■ The request:
Copy the lines that follow, keeping every character the same.

Location identification entries
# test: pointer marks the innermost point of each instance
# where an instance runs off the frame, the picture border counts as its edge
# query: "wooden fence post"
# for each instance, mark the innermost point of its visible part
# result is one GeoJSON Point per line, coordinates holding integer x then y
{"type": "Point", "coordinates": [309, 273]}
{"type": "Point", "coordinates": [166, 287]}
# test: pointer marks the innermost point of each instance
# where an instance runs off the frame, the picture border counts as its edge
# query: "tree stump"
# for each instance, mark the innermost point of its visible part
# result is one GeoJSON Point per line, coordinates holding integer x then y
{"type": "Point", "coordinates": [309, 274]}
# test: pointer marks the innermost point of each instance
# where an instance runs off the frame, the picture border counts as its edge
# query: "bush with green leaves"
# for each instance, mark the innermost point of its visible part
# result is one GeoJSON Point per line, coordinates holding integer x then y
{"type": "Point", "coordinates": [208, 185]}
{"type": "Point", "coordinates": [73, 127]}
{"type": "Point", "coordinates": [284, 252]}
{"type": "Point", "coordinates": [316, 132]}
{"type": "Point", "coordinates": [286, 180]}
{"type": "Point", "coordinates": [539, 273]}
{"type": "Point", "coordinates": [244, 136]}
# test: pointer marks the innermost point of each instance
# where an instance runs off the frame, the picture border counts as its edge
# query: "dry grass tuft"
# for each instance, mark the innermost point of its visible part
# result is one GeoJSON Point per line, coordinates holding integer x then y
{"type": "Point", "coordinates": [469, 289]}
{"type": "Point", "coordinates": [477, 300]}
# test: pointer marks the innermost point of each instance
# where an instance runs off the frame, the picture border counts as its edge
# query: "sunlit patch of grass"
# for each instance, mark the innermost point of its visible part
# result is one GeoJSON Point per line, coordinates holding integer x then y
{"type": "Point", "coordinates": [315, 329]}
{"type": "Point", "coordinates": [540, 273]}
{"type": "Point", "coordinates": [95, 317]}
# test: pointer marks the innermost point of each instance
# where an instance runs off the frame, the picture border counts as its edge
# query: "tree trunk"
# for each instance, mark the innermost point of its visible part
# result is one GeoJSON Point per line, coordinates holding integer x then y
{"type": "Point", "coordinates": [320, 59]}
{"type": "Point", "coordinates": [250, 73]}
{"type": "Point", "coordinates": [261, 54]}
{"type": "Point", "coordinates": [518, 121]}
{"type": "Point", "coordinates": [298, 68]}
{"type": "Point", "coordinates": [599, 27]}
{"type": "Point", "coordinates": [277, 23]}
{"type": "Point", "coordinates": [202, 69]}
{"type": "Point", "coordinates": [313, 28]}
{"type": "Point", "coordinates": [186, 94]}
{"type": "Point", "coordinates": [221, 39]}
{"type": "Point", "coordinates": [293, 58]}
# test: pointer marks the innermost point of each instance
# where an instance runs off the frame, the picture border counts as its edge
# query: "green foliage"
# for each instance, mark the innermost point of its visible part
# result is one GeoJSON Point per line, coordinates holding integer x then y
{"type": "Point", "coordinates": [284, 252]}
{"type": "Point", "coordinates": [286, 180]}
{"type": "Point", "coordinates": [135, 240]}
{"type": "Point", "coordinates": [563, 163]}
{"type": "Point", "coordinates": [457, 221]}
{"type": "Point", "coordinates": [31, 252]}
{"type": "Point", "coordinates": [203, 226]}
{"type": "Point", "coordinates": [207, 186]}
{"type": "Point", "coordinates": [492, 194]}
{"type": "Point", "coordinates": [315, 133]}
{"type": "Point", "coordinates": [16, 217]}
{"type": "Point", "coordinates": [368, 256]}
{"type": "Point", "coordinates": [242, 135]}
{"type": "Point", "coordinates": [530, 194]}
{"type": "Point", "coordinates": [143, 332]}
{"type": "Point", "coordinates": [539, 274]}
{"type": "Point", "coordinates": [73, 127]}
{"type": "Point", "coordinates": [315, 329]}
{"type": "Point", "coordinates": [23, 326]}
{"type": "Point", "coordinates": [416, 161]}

■ Solution to this task:
# test: pointer marks the innermost point of each instance
# where an instance runs off the frame, the picture border counts as its edge
# query: "wooden fence post"
# for each instance, mark the innermost point of its visible part
# result is one GeoJSON Point per line, coordinates holding integer x then y
{"type": "Point", "coordinates": [309, 273]}
{"type": "Point", "coordinates": [166, 287]}
# test: pointer marks the innermost point of each instance
# where an instance runs off the frame, the picture border counts as its edge
# query: "tree stump"
# for each instance, mark the innermost point of its visible part
# result is one GeoJSON Point per line, coordinates holding integer x then y
{"type": "Point", "coordinates": [309, 274]}
# test: pointer marks the innermost point of each instance
# where an instance runs off the frame, the picture border counts as its edge
# query: "bush with green leaves"
# for each instance, mark the innermost point of its visible part
# result is one GeoJSON Point per line, coordinates holding integer x then y
{"type": "Point", "coordinates": [208, 185]}
{"type": "Point", "coordinates": [73, 127]}
{"type": "Point", "coordinates": [284, 252]}
{"type": "Point", "coordinates": [316, 132]}
{"type": "Point", "coordinates": [286, 180]}
{"type": "Point", "coordinates": [539, 273]}
{"type": "Point", "coordinates": [244, 136]}
# test: pointer marks the innermost point of each instance
# where an instance runs off the frame, the picture border counts as its edge
# query: "dry grass tuft"
# for each instance, mark the innermost point of its visible part
# result is one GeoJSON Point per line, coordinates holding integer x then y
{"type": "Point", "coordinates": [469, 289]}
{"type": "Point", "coordinates": [477, 300]}
# test: pointer marks the innermost point of each instance
# where an instance runs off the frame, the picture border counts as its edge
# query: "sunlit patch of grass"
# for each instance, mark the innermost point of its visible part
# result is one GeoJSON Point per line, coordinates holding integer x then y
{"type": "Point", "coordinates": [315, 329]}
{"type": "Point", "coordinates": [540, 273]}
{"type": "Point", "coordinates": [95, 317]}
# test: pointer marks the innermost point of each instance
# where an instance runs off the frame, the picture border counts as its edge
# query: "tree trunk"
# for each instance, mark the innermost point of its visible part
# result is one GeoJSON Point per line, coordinates holding integer x then y
{"type": "Point", "coordinates": [320, 59]}
{"type": "Point", "coordinates": [250, 73]}
{"type": "Point", "coordinates": [261, 54]}
{"type": "Point", "coordinates": [518, 121]}
{"type": "Point", "coordinates": [298, 68]}
{"type": "Point", "coordinates": [599, 27]}
{"type": "Point", "coordinates": [277, 23]}
{"type": "Point", "coordinates": [202, 69]}
{"type": "Point", "coordinates": [313, 28]}
{"type": "Point", "coordinates": [186, 94]}
{"type": "Point", "coordinates": [221, 39]}
{"type": "Point", "coordinates": [293, 58]}
# test: pointer marks the innermost point of each instance
# where an instance runs off the frame, the picture border counts as its edge
# query: "green foliage"
# for each instance, mark the innermost point of its visible part
# result is one GeoJSON Point per line, coordinates holding integer x then y
{"type": "Point", "coordinates": [284, 252]}
{"type": "Point", "coordinates": [286, 180]}
{"type": "Point", "coordinates": [135, 240]}
{"type": "Point", "coordinates": [563, 163]}
{"type": "Point", "coordinates": [457, 221]}
{"type": "Point", "coordinates": [31, 252]}
{"type": "Point", "coordinates": [203, 226]}
{"type": "Point", "coordinates": [207, 186]}
{"type": "Point", "coordinates": [492, 194]}
{"type": "Point", "coordinates": [315, 133]}
{"type": "Point", "coordinates": [16, 217]}
{"type": "Point", "coordinates": [368, 256]}
{"type": "Point", "coordinates": [242, 135]}
{"type": "Point", "coordinates": [530, 194]}
{"type": "Point", "coordinates": [143, 332]}
{"type": "Point", "coordinates": [539, 274]}
{"type": "Point", "coordinates": [73, 127]}
{"type": "Point", "coordinates": [315, 329]}
{"type": "Point", "coordinates": [23, 326]}
{"type": "Point", "coordinates": [416, 161]}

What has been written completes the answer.